#### THE INPUT

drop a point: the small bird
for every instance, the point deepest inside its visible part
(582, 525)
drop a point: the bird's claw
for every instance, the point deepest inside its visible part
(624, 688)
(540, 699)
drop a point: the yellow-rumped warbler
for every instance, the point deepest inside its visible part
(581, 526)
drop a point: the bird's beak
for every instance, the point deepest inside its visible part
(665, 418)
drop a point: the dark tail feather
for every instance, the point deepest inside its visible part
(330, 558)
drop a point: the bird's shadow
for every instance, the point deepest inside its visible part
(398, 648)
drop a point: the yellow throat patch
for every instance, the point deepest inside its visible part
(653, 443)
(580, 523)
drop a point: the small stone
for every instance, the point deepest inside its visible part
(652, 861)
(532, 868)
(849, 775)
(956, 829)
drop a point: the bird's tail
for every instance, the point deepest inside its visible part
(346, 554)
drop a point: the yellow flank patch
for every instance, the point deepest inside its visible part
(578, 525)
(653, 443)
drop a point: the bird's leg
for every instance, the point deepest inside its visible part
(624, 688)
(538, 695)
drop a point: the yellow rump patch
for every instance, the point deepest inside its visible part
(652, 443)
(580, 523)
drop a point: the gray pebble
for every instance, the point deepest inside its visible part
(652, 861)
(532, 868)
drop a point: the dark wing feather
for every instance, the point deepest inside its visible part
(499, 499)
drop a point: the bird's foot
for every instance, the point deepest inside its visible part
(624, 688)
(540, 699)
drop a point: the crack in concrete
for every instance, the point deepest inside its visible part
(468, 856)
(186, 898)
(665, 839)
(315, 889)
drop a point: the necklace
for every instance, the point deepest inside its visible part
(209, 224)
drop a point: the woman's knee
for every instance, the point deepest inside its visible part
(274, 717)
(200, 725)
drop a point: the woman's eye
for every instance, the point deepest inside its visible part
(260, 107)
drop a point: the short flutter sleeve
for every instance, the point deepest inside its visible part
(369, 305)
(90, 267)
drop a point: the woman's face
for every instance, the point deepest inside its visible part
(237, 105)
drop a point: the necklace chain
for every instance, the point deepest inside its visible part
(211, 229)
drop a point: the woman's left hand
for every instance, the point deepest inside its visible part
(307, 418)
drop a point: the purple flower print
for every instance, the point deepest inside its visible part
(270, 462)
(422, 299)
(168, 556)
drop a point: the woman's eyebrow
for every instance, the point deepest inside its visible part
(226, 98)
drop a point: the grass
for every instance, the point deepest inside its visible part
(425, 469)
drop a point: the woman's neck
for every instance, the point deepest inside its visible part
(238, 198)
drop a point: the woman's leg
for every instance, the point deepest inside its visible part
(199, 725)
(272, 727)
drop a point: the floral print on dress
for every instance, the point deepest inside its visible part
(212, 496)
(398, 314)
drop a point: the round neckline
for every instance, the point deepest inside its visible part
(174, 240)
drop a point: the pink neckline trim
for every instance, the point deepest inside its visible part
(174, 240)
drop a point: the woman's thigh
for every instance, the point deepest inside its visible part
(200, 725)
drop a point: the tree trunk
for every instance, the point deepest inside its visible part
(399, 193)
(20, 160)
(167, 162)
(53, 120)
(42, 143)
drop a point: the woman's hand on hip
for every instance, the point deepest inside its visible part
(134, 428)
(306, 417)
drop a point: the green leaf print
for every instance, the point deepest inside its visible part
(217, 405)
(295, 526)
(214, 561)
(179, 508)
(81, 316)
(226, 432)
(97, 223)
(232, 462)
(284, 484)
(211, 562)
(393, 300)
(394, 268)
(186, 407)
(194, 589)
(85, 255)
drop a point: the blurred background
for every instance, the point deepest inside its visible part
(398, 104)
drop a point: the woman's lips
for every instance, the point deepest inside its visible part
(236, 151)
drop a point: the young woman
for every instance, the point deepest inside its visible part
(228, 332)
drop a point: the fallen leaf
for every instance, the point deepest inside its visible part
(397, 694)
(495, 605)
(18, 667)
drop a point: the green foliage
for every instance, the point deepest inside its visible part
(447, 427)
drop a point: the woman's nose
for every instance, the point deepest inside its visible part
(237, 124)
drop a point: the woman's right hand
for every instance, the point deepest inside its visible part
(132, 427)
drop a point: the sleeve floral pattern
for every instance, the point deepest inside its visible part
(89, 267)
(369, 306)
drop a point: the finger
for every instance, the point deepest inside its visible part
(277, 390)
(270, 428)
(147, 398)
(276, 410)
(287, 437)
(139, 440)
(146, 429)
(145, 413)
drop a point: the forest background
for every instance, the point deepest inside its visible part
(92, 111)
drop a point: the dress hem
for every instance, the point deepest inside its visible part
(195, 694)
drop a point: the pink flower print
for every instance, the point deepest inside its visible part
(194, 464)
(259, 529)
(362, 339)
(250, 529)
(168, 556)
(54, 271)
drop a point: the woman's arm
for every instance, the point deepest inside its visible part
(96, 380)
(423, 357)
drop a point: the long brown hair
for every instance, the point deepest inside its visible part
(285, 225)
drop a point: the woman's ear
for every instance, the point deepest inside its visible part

########

Give back exactly the lines from the beginning of the records through the line containing "drop a point: the bird's beak", and only those.

▸ SOLUTION TO THE EXERCISE:
drop a point: the small bird
for every instance, the point deepest inside its visible part
(582, 525)
drop a point: the bird's claw
for every instance, the point deepest inside its visible part
(624, 688)
(540, 699)
drop a point: the yellow-rumped warbler
for every instance, the point deepest inside its visible part
(581, 526)
drop a point: the bird's beak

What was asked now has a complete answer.